#### What to do
Continue the passage on VBAC and repeat cesarean decisions from where it stops.

━━━━━ Text passage

Many mothers, pregnant after a prior cesarean birth, feel pressured to schedule a routine repeat cesarean when they prefer to labor for a VBAC.

Care providers have an obligation to share information with you about your care. To present the risks and benefits of planning a VBAC or choosing a routine repeat cesarean. When you have received all the information you need to feel confident to make a decision, the choice is yours.  No provider should frighten or coerce you into having a routine repeat cesarean.The decision to have a repeat cesarean or labor for a VBAC is yours.

Prenatal visits give you the opportunity to have a frank discussion with your caregiver about your concerns and how you will be cared for. It is your right to participate in all decisions regarding your health and the health of your baby.

  • During your pregnancy you should have several discussions about the benefits and risks of VBAC and repeat cesarean.
  • Ask your caregiver about his/her VBAC rate, repeat cesarean rate, and VBAC success rate.
  • Discuss your personal medical condition with regard to VBAC and repeat cesarean. You may need to review your operative record (documentation of the surgery.)

━━━━━━━━━━
━━━━━ Collected data

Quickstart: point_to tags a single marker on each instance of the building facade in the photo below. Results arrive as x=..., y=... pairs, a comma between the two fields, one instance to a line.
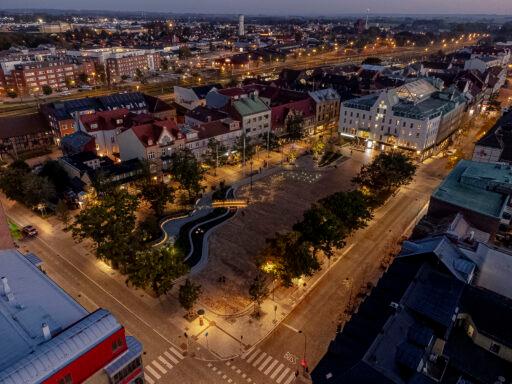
x=53, y=339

━━━━━━━━━━

#### The answer
  • Ask what safety measures are in place to respond to an obstetric emergency including a uterine rupture.
  • Try to get the hospital informed consent forms for procedures that you may need (for induction, an epidural, pain medications) during your pregnancy so that you have the time to read and understand them.
  • Make a list of the advantages and disadvantages of planning a VBAC or scheduling a repeat cesarean and discuss them with your partner.
  • Consider having a doula at your birth, a midwife as your primary caregiver, or giving birth in a birth center.

Giving birth is a transformative experience. Your caregivers should make you feel cared for, respected, and supported in your wishes and needs.